Texto del ejercicio
▬▬▬▬▬▬▬▬▬▬

Por estas noches, al filo de las nueve Cuba estalla en aplausos desde balcones, portales y aceras. Son estruendos para honrar a esos sanadores de bata blanca que están al límite, protegiendo con sus vidas la del prójimo. Los heraldos de la salvación aquí y en cualquier rincón del mundo.
Es un largo guaguancó de palmadas, repiqueteando por la vida a la hora del cañonazo. Salvas de salutación fraterna que superan en niveles de contagio a su antípoda: esa súbita peste del siglo XXI, que con su corona pretende dominar a los terrícolas. Una vez más, asistimos al eterno forcejeo entre la vida y la muerte, entre la ciencia y el absurdo súbito. Entre la fe y la desesperanza.
La ovación va encendiendo el país como una guirnalda de amor y gratitud. Crece en fulgores cada noche, y ya extiende su ruidoso saludo, más allá de los hospitales, a tantos misioneros que sostienen nuestro encierro hogareño limpiando calles, cociendo el pan o transportándonos, arriesgándose en sus deberes, alejados de sus familias para que todos tengamos un bocado, agua y luz.
Cuando truenan los aplausos, con ecos hacia todo el planeta, es como si todas esas energías positivas asaltaran el espacio común para neutralizar las gotas de coronavirus a golpe de coraje, autoestima y prudencia, a despecho de algunos obtusos e indisciplinados, y hasta algún que otro vil.
Mientras aplaudimos, se revela el misterio de Cuba, ese que nos imanta en un solo haz por encima de complicaciones, contrariedades, desavenencias y desasosiegos. Presiento que ovacionamos por otros motivos más ocultos, de tenernos los unos a los otros. De conjugar en plural más que en singular de primera persona los verbos de la vida. El nosotros por encima del yo.
Algún día, junto a proezas y verdaderos milagros hospitales adentro, se revelará la urdimbre silenciosa aquí afuera de apoyo mutuo, de voltear la mirada hacia el más desvalido. Se sabrá del trasiego de platos humeantes y humildes desprendimientos y ofrendas que ha urdido el cubano de balcón a balcón, de portal a portal, a la vuelta de la esquina. Distanciados físicamente, encerrados a cal y canto, pero no de corazón. Besando y abrazando telefónicamente, «feisbuqueanamente». Tendiendo brazos largos, que lleguen al más lejano rincón, y al propio tiempo en el mismo barrio tirando cabos en pequeños salvamentos cotidianos, apenas imperceptibles.
Por eso, esta coral nocturna de sonoras reverencias a los sanadores de cuerpo y alma es también un espaldarazo al altruismo, a esa ubicuidad afectiva y solidaria, que está desnudando de sus disfraces, pragmatismos y engañifas al egoísmo ciego del sálvese quien pueda y primero yo y después yo.
Sobrevendrán momentos más complejos de la pandemia, arrastraremos nuevos y mayores contratiempos y carestías, pero no faltará voluntad y coraje para recomponerlo todo, por encima de las inevitables laceraciones. Por eso seguiremos aplaudiendo cada noche, hasta el día de la sanación final. El día de la victoria.

▬▬▬▬▬▬▬▬▬▬

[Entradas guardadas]

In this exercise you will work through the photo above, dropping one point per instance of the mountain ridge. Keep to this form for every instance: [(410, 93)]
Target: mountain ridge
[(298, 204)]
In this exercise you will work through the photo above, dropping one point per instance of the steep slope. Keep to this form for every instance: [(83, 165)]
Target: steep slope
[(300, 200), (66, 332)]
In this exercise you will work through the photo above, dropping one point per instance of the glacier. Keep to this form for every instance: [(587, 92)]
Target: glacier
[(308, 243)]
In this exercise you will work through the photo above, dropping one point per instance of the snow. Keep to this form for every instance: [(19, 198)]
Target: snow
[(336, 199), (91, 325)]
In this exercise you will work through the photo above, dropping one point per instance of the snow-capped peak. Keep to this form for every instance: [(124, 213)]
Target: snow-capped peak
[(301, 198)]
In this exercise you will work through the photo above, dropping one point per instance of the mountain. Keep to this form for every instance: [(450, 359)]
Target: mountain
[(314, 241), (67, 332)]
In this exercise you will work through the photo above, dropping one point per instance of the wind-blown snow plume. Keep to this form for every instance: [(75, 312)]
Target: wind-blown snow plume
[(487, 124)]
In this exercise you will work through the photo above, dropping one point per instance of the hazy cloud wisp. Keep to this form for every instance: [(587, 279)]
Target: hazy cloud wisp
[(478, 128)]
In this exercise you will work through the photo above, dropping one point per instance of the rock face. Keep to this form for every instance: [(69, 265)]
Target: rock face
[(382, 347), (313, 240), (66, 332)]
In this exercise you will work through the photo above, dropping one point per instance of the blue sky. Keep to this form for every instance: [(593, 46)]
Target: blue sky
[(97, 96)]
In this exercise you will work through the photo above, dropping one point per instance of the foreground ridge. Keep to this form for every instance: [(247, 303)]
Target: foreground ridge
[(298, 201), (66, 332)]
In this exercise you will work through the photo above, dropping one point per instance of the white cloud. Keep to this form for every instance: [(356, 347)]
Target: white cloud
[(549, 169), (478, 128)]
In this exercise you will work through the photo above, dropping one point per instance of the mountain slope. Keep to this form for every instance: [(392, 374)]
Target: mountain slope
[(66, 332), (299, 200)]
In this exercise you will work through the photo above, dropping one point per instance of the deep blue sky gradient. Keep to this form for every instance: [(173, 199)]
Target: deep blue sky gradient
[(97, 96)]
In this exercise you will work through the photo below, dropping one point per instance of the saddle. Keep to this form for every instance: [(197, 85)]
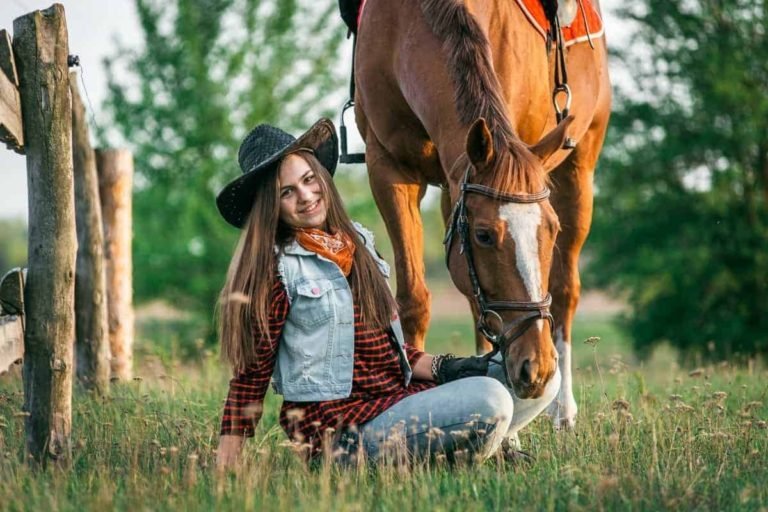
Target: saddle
[(586, 26), (350, 12)]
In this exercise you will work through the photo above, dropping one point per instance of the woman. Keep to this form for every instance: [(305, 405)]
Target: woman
[(306, 305)]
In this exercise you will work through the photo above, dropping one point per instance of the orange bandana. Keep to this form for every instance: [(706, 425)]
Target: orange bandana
[(338, 248)]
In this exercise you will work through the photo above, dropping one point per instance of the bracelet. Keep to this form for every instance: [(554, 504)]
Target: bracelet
[(437, 362)]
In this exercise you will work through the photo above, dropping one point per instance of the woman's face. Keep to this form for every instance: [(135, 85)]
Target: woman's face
[(302, 204)]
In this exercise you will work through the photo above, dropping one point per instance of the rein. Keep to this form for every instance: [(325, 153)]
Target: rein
[(534, 310)]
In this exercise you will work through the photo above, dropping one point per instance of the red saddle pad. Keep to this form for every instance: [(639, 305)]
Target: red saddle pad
[(576, 32)]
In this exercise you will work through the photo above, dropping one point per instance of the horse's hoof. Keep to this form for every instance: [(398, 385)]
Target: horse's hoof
[(564, 424), (514, 458)]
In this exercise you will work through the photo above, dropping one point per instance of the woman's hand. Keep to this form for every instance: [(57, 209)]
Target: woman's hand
[(229, 450)]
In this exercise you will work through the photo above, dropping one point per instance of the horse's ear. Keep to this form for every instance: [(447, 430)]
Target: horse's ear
[(480, 144), (552, 141)]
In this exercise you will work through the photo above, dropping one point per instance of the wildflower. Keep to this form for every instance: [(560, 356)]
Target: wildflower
[(620, 404), (592, 341), (607, 483), (190, 474), (238, 297), (435, 432), (626, 416), (294, 414)]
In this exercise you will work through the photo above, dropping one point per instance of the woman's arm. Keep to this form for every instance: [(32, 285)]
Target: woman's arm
[(243, 408), (422, 368)]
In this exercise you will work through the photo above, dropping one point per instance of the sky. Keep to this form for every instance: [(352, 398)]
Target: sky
[(93, 27)]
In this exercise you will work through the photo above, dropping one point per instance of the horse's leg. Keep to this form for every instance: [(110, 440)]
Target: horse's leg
[(398, 191), (572, 195)]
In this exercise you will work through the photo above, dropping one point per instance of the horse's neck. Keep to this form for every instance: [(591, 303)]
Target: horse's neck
[(521, 65), (514, 45)]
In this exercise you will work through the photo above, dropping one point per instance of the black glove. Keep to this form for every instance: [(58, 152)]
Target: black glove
[(451, 368)]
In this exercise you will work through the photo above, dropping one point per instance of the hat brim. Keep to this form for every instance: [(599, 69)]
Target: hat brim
[(236, 199)]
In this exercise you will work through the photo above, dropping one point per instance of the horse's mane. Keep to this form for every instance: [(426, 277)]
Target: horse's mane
[(478, 91)]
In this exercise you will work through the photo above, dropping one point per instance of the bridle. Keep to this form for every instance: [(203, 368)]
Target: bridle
[(534, 311)]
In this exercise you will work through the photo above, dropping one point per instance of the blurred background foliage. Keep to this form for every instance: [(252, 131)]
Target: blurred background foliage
[(680, 228), (209, 70), (13, 244), (681, 219)]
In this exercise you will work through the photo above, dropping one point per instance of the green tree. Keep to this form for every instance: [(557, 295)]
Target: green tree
[(208, 71), (681, 220)]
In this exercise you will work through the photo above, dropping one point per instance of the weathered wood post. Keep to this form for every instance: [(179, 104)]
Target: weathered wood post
[(11, 133), (10, 101), (11, 318), (41, 47), (115, 168), (91, 332)]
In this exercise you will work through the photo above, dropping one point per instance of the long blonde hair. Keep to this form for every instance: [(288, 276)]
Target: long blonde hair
[(244, 303)]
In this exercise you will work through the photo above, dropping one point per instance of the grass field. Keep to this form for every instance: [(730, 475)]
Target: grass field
[(649, 436)]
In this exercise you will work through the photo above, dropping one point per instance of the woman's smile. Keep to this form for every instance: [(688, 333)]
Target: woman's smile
[(301, 196)]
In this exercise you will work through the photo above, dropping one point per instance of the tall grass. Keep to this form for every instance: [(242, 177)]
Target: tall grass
[(649, 436)]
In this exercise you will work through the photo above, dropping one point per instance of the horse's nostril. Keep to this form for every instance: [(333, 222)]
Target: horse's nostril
[(525, 372)]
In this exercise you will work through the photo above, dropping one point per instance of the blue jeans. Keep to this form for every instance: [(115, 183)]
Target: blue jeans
[(464, 418)]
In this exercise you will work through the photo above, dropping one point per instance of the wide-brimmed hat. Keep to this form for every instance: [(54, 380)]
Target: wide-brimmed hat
[(260, 151)]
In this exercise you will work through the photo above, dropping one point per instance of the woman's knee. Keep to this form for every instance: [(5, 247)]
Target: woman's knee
[(490, 399)]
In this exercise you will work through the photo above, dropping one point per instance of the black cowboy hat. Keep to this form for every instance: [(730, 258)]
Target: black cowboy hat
[(263, 148)]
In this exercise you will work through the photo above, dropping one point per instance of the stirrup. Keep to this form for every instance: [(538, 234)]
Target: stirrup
[(344, 157)]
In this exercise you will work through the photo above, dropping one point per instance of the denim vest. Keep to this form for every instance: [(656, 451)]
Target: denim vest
[(315, 356)]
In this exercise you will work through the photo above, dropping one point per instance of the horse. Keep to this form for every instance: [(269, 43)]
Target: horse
[(456, 93)]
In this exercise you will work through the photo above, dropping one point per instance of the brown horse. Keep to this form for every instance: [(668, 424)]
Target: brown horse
[(460, 90)]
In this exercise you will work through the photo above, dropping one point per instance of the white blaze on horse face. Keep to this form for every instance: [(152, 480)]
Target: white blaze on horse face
[(523, 221)]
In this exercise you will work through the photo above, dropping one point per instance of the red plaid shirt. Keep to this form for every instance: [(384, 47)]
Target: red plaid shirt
[(377, 383)]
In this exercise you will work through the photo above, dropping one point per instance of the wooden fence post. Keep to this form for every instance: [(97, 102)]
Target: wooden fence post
[(11, 131), (115, 168), (11, 318), (91, 332), (41, 47)]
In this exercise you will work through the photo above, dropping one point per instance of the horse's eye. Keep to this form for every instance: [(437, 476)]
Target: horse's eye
[(484, 237)]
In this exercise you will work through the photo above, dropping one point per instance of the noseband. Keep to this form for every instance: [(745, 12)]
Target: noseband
[(459, 224)]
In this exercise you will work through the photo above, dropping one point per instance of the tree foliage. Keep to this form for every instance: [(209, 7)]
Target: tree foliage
[(208, 71), (681, 219)]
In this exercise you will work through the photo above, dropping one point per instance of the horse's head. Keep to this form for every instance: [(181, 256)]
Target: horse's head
[(502, 237)]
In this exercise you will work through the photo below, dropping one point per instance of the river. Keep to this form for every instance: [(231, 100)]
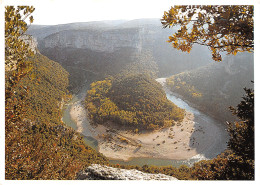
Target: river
[(216, 133)]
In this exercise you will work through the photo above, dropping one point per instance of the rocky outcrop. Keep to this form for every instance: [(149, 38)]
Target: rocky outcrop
[(96, 40), (99, 172)]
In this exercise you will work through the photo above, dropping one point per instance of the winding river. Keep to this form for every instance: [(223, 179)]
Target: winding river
[(217, 133)]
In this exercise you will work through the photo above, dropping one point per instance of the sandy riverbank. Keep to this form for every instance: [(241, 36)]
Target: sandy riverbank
[(181, 141)]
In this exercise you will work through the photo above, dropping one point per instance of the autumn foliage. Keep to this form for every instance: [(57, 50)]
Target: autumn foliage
[(221, 28), (135, 101)]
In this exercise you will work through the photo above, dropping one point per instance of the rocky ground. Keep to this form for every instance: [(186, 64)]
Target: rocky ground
[(99, 172)]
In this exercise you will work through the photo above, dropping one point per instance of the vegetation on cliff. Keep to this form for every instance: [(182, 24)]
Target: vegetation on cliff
[(132, 100), (215, 87), (37, 144)]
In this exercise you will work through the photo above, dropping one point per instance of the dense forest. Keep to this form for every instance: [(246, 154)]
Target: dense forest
[(135, 101), (215, 87), (39, 146)]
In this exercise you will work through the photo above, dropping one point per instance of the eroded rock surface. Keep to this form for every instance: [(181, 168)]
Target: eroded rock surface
[(99, 172)]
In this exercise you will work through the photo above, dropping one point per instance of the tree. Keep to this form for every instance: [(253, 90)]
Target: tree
[(242, 133), (220, 28), (16, 53), (16, 50), (236, 163)]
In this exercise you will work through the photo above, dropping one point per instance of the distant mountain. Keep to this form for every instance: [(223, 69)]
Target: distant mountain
[(111, 44), (215, 87)]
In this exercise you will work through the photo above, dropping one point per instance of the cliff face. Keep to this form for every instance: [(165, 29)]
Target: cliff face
[(96, 40), (98, 172)]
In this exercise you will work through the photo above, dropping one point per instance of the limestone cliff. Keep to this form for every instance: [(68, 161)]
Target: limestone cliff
[(97, 40)]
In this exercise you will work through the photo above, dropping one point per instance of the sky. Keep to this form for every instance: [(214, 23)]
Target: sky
[(51, 12)]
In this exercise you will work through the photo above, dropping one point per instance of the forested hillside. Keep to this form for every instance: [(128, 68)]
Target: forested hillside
[(38, 144), (132, 101), (215, 87)]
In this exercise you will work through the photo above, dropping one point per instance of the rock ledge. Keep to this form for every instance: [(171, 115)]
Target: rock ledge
[(99, 172)]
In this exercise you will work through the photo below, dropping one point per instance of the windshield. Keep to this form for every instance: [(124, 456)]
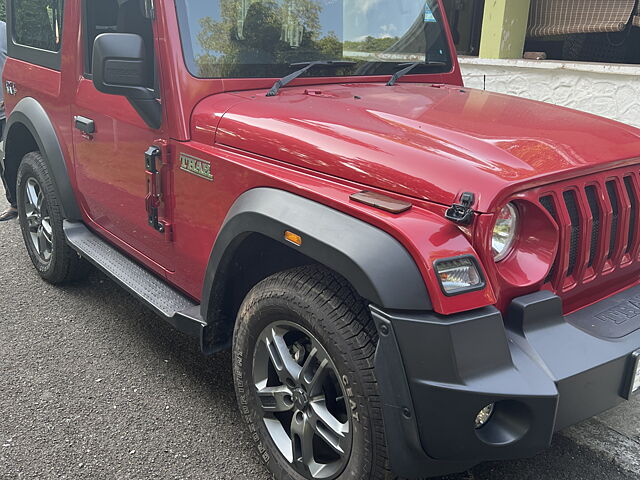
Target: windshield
[(262, 38)]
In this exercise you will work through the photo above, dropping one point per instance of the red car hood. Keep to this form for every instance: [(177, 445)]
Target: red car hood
[(427, 141)]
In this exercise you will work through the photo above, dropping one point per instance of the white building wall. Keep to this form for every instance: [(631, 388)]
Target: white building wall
[(608, 90)]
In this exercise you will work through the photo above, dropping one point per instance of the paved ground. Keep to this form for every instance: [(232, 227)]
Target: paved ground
[(94, 386)]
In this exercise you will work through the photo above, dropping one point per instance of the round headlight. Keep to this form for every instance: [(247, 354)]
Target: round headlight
[(504, 232)]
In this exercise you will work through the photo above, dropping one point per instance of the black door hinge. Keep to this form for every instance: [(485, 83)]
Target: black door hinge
[(149, 9), (153, 201), (462, 213)]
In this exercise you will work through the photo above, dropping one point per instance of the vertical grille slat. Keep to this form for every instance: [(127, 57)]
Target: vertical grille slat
[(615, 206), (628, 183), (571, 203), (549, 205), (594, 206), (598, 221)]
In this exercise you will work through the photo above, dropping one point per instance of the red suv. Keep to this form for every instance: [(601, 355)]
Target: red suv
[(414, 276)]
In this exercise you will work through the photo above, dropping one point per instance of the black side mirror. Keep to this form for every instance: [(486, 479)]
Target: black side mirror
[(120, 68)]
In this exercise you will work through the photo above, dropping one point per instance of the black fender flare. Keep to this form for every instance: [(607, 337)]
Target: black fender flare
[(30, 113), (380, 269)]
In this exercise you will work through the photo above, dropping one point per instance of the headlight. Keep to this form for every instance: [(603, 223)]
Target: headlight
[(504, 232), (459, 275)]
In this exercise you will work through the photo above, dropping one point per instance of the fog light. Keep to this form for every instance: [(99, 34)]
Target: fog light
[(484, 416), (459, 275)]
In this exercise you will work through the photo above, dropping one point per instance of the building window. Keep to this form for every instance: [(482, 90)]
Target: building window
[(38, 23), (465, 20), (585, 30)]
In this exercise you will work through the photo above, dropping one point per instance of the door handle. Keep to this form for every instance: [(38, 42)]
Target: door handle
[(85, 125)]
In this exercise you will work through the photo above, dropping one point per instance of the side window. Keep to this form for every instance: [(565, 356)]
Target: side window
[(118, 16), (38, 23)]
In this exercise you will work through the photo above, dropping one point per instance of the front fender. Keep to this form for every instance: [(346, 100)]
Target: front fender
[(377, 265), (29, 114)]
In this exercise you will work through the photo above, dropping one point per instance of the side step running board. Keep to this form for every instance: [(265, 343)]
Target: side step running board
[(175, 308)]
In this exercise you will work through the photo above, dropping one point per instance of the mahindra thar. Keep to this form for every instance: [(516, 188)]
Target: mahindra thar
[(413, 276)]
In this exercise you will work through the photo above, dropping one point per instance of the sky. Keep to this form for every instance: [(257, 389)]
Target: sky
[(350, 19)]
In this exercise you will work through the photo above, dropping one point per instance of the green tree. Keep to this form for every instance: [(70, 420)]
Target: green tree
[(253, 34)]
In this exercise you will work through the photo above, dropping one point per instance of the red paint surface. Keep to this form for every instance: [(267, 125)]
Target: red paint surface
[(418, 141)]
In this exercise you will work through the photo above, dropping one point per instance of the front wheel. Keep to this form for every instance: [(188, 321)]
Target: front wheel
[(303, 368), (41, 219)]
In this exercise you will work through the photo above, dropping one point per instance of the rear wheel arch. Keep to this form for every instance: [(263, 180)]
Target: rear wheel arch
[(29, 129), (251, 246)]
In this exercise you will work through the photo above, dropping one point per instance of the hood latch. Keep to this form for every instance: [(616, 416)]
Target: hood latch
[(462, 213)]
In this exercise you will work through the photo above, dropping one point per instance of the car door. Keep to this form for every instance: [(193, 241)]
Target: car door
[(110, 162)]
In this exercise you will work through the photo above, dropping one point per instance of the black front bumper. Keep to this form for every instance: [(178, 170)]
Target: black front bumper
[(544, 371)]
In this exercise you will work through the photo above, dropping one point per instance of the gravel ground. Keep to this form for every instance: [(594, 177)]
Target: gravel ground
[(95, 386)]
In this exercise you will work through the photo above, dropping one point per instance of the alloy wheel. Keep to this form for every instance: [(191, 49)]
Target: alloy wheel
[(303, 400), (38, 219)]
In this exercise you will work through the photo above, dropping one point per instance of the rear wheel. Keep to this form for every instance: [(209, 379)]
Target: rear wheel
[(303, 368), (41, 219)]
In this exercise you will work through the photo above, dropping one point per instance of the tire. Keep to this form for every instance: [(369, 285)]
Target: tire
[(40, 216), (317, 331)]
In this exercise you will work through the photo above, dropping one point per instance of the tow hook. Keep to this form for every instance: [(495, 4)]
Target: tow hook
[(462, 213)]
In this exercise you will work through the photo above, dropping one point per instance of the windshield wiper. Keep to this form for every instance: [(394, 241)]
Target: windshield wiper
[(401, 73), (307, 66)]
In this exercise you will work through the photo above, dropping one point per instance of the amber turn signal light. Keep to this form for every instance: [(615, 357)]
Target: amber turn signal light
[(293, 238)]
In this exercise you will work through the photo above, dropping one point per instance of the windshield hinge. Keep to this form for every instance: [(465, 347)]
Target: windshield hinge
[(462, 213)]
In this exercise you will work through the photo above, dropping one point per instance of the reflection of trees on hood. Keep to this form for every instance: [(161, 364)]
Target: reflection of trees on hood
[(259, 32)]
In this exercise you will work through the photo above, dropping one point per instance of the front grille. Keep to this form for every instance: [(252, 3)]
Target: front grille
[(597, 220)]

▬▬▬▬▬▬▬▬▬▬

Instrucciones
1) Responde según el texto sobre los aplausos en Cuba:
(a) ¿A qué hora estallan los aplausos cada noche?
(b) ¿Qué tres labores realizan los misioneros que sostienen el encierro hogareño?
(c) ¿Hasta qué día seguirán aplaudiendo cada noche?
2) Transcribe el fragmento del texto sobre los aplausos en Cuba que comienza en las palabras "Cuando truenan los" y termina tras las palabras "encima del yo.".

Respuestas esperadas
1)
(a) Al filo de las nueve.
(b) Limpian calles, cuecen el pan y transportan a la gente.
(c) Hasta el día de la sanación final, el día de la victoria.

2)
Cuando truenan los aplausos, con ecos hacia todo el planeta, es como si todas esas energías positivas asaltaran el espacio común para neutralizar las gotas de coronavirus a golpe de coraje, autoestima y prudencia, a despecho de algunos obtusos e indisciplinados, y hasta algún que otro vil.
Mientras aplaudimos, se revela el misterio de Cuba, ese que nos imanta en un solo haz por encima de complicaciones, contrariedades, desavenencias y desasosiegos. Presiento que ovacionamos por otros motivos más ocultos, de tenernos los unos a los otros. De conjugar en plural más que en singular de primera persona los verbos de la vida. El nosotros por encima del yo.